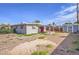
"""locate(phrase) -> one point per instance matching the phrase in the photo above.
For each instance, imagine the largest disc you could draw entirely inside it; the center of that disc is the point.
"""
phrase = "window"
(33, 27)
(21, 27)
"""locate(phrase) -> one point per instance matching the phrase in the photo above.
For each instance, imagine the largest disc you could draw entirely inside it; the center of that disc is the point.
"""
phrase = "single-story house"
(69, 27)
(29, 28)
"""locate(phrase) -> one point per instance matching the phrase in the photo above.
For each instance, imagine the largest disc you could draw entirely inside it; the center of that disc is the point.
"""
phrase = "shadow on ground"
(62, 49)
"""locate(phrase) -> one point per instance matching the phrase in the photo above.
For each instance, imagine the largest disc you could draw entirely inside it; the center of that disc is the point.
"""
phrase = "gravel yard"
(25, 45)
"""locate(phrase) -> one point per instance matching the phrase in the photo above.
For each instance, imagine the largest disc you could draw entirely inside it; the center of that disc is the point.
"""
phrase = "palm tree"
(53, 25)
(37, 21)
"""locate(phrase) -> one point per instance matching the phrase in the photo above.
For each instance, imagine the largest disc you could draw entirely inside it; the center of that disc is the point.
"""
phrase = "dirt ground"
(9, 41)
(66, 47)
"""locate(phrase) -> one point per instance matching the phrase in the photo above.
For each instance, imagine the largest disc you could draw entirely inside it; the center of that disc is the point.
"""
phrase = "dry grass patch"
(41, 37)
(43, 52)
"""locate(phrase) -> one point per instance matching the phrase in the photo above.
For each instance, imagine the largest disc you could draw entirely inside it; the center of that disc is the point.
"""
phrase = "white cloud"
(64, 15)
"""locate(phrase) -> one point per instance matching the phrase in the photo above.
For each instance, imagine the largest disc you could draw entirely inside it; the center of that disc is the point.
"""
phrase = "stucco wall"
(21, 30)
(31, 29)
....
Exactly as written above, print every line of the data but not its pictures.

"""locate(phrase) -> one point per instance matching the phrase in the photo above.
For each instance, imagine the largest disc you could draw entirely inside it; the center of that disc is the point.
"""
phrase = "window"
(33, 27)
(21, 27)
"""locate(phrase) -> one point per instance matching the phrase in the photo above.
For each instance, imagine the largest disc you could draw entirely inside it; the center of that disc is the point.
"""
phrase = "single-story house"
(69, 27)
(29, 28)
"""locate(phrase) -> one point per instance matching the phrase in the photo above.
For each instance, imagine the largest disc you could draw entirely inside it; the center of that disc is the point.
"""
phrase = "shadow on ground"
(62, 49)
"""locate(phrase) -> one point per instance matching the phrase in the photo above.
For each instance, imagine the largest disc you could draw entirely inside it; the center of that disc is the point.
"""
phrase = "gravel yard"
(25, 45)
"""locate(phrase) -> one point per instance matching the phrase in the photo above.
For each instance, imagine the largest disc you could draw entirely inside it; the center of that disc is the point.
"""
phrase = "palm tree"
(53, 25)
(37, 21)
"""locate(phrase) -> one point per instance matching the phrase in the photo above.
For each instance, imagine the largest disc you could draw entirely inside it; the center of that disc is the point.
"""
phrase = "dirt ground"
(9, 41)
(66, 47)
"""locate(phrase) -> one point per instance matching the phrase in the photo above.
For each instance, imagine the largest disc you could draw entirely inside it; the center of that disc is the point.
"""
phrase = "dry grass patch"
(41, 37)
(43, 52)
"""locate(phrase) -> one point per instance matching the phrase in the photo above.
For each instance, imagine the largest disc you could draw entirely inside it; the center of that disc is the point.
"""
phrase = "white cloud"
(64, 15)
"""locate(phrase) -> one point per instance matching the phrase in the photo above.
For each instance, imagine the largest disc you could draw entirely inside it; the center of that disc is the point.
"""
phrase = "stucco wall"
(21, 30)
(31, 29)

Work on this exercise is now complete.